--- START OF MATERIAL SUPPLIED ---

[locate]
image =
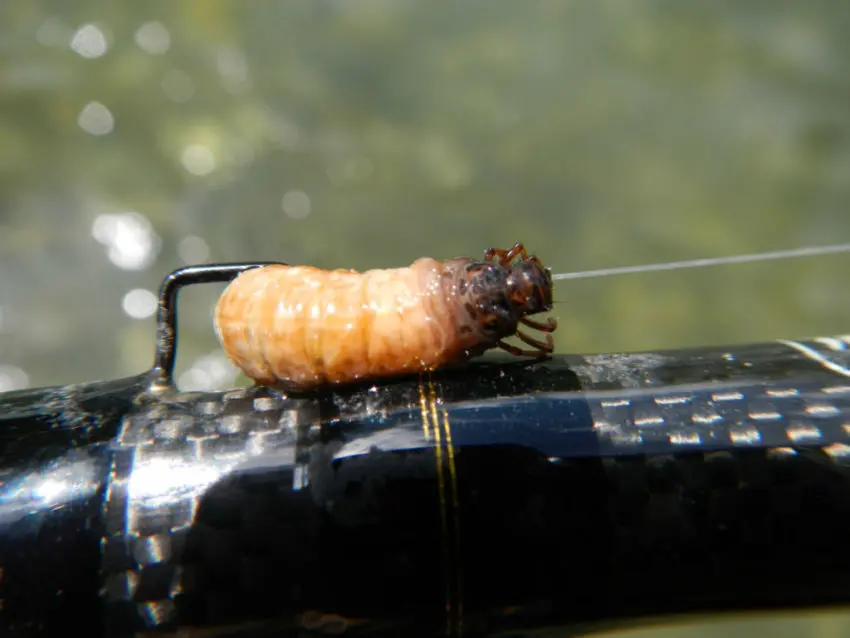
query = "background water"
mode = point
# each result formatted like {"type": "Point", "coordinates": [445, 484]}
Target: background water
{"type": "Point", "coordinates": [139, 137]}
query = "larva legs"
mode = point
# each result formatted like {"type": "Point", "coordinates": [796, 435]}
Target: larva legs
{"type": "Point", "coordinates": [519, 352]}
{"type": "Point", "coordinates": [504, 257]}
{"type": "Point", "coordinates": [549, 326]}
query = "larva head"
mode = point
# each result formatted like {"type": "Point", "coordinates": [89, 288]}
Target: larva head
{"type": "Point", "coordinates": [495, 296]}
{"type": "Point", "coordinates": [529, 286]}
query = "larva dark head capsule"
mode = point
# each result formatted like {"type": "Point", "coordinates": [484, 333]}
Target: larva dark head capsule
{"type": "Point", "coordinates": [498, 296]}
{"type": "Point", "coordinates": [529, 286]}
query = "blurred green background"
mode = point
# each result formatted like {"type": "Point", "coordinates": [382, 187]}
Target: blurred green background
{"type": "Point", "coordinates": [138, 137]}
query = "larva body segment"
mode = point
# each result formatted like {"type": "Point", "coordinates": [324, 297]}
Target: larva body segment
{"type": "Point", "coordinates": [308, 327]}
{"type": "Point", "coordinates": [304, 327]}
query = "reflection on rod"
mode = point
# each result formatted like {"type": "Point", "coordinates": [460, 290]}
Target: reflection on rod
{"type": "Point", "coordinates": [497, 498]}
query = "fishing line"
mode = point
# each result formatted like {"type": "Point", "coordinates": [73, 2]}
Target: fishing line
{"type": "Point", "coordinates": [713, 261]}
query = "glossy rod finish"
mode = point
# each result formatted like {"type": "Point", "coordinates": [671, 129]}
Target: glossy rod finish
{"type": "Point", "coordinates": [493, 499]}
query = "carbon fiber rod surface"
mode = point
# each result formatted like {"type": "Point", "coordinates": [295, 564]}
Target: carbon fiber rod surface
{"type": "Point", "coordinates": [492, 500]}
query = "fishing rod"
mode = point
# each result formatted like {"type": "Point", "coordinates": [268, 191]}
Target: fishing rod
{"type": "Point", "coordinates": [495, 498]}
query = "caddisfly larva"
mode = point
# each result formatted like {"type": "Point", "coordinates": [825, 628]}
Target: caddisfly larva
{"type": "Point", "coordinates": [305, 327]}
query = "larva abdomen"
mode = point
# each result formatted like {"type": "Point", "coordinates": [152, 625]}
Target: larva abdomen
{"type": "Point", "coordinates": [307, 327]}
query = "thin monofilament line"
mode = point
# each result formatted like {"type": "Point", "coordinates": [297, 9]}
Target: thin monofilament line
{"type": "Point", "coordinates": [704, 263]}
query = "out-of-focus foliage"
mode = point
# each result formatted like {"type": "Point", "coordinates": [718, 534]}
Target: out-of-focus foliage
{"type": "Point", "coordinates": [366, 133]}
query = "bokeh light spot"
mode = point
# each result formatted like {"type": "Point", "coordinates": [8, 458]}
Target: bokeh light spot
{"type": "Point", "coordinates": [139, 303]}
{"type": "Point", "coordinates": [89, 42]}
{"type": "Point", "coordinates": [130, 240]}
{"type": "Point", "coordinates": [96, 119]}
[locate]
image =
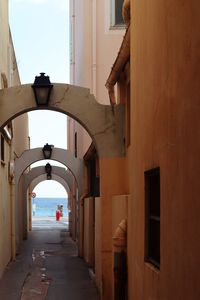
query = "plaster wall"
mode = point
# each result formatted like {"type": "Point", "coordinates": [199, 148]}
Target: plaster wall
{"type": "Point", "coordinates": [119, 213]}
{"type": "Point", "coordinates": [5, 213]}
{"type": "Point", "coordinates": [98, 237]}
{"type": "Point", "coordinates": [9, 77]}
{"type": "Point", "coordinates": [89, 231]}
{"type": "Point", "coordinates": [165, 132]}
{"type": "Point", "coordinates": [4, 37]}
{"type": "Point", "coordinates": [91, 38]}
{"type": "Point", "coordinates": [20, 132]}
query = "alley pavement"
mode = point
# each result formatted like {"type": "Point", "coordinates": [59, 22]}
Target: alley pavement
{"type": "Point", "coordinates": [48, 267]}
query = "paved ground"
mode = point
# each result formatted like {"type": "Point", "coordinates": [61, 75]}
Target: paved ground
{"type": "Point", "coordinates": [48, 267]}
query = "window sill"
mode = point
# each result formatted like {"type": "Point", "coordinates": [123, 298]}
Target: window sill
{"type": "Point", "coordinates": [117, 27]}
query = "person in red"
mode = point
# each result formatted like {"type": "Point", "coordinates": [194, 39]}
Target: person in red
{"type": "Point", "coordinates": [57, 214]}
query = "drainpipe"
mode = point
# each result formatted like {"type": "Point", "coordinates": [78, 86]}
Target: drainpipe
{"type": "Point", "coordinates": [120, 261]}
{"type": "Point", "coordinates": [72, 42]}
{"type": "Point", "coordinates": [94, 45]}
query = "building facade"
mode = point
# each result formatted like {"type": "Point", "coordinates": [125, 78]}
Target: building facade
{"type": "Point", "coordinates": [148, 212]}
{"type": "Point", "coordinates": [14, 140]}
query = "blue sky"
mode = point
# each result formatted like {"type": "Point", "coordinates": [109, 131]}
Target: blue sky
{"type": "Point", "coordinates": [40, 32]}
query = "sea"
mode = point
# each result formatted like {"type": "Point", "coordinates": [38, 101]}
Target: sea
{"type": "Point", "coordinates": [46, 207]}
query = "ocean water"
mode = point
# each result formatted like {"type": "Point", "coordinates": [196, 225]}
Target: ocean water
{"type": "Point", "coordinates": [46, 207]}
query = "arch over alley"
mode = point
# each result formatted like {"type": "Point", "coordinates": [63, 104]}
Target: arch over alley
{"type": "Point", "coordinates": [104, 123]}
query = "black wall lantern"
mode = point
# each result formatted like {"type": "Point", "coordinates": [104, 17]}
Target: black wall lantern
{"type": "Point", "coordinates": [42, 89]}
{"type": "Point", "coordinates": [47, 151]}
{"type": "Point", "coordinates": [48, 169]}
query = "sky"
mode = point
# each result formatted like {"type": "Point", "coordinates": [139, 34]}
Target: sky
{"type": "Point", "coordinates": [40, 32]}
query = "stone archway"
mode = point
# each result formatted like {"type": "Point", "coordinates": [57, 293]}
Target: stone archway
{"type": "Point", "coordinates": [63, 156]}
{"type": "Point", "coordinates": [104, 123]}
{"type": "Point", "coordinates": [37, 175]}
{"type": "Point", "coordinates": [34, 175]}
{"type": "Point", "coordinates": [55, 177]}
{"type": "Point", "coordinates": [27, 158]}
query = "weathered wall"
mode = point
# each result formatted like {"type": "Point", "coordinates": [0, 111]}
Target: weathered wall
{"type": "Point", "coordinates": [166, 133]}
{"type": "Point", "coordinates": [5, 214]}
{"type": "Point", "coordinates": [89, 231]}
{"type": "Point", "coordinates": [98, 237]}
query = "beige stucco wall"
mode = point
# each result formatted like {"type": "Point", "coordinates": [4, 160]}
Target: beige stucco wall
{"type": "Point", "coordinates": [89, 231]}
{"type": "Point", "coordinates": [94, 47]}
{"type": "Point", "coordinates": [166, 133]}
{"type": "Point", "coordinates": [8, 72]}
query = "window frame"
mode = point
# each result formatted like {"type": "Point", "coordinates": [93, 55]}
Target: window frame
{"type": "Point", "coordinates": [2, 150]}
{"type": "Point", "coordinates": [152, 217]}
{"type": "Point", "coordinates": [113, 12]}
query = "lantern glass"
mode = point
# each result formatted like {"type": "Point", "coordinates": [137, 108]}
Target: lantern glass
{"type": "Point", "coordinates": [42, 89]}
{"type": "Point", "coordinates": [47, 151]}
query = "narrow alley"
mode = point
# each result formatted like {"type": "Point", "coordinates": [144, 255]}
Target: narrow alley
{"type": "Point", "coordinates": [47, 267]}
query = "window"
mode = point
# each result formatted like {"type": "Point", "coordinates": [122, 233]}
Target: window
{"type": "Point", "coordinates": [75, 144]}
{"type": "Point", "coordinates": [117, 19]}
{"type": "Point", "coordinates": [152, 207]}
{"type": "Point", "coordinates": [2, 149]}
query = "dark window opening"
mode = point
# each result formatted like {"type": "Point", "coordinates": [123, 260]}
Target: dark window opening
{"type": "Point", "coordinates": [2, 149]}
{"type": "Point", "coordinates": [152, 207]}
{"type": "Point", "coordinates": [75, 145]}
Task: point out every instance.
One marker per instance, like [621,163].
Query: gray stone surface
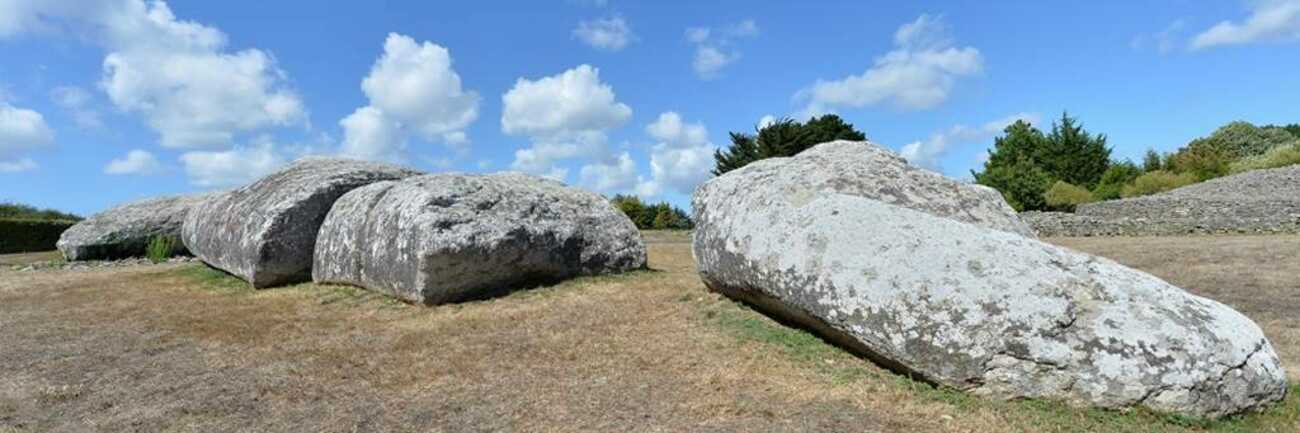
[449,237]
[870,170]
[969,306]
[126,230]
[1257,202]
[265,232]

--- END OF MATERIAL SUPPLIED ---
--- START OF MATERIAL SUPPLIED ---

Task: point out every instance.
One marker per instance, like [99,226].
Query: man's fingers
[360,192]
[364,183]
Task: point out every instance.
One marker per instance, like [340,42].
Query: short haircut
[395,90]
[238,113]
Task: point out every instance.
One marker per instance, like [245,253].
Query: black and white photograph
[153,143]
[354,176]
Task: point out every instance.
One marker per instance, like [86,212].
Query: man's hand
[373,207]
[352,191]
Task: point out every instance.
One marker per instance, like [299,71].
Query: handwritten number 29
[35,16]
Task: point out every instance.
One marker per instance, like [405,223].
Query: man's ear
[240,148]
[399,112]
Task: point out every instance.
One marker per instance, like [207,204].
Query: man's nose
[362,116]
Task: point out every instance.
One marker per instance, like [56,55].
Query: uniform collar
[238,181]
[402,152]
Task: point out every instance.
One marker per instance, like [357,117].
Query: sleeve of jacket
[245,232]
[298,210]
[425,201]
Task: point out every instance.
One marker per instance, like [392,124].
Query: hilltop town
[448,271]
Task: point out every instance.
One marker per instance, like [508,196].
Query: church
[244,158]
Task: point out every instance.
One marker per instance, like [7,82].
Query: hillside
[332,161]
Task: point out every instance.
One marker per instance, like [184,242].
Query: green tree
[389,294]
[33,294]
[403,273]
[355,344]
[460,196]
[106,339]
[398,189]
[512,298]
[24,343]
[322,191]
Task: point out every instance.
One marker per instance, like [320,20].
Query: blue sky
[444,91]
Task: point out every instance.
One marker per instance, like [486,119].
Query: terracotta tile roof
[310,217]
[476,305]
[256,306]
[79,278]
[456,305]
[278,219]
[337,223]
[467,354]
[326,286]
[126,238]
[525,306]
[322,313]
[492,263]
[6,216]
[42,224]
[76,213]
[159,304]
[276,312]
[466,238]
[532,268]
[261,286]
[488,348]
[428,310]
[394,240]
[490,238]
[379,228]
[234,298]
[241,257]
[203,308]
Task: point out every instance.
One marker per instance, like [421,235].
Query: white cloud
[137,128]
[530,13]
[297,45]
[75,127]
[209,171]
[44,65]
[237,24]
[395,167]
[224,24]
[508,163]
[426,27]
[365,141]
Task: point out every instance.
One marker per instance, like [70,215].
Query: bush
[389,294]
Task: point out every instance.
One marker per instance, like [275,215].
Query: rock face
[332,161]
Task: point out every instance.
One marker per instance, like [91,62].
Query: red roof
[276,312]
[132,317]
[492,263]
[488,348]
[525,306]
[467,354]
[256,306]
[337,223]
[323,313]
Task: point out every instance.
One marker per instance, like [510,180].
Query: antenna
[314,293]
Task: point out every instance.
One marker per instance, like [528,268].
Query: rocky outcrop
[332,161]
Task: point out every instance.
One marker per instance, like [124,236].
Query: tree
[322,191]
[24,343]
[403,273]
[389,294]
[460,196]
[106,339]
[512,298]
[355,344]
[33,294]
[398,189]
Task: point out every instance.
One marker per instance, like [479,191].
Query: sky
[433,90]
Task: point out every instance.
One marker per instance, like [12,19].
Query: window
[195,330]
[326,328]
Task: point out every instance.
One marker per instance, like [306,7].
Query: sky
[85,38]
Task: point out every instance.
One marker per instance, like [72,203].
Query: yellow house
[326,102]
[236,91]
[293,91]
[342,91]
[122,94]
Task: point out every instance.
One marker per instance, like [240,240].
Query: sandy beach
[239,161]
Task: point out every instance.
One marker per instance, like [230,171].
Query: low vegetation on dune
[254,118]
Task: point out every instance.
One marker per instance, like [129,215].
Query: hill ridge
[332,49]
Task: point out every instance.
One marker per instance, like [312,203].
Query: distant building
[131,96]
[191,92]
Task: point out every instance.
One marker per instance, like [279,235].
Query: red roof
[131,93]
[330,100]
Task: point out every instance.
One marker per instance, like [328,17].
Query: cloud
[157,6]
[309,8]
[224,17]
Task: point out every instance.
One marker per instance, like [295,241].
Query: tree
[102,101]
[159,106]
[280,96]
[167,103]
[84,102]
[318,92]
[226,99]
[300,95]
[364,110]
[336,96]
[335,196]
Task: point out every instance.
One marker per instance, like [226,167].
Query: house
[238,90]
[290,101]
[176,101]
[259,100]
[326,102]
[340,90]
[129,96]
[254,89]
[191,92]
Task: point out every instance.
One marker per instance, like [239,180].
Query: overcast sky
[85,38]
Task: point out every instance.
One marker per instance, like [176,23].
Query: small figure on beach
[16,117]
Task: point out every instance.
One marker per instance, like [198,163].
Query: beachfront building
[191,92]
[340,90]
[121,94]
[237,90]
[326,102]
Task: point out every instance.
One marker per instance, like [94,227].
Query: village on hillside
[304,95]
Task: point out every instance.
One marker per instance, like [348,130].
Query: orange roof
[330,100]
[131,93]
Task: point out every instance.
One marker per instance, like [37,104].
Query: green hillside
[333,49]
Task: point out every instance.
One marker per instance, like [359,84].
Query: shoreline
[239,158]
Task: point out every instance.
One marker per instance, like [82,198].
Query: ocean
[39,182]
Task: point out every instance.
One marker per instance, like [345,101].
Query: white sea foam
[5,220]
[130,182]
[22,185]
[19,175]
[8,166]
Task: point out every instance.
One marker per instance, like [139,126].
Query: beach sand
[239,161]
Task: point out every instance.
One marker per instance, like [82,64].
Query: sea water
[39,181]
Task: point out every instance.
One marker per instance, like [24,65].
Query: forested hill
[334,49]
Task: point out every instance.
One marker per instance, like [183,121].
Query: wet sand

--- END OF MATERIAL SUPPLIED ---

INSTRUCTIONS FOR THE TASK
Return every line of the material above that contains the string "glossy", matching case exactly.

ANSWER TO THIS PROBLEM
query = "glossy rod finish"
Target: glossy rod finish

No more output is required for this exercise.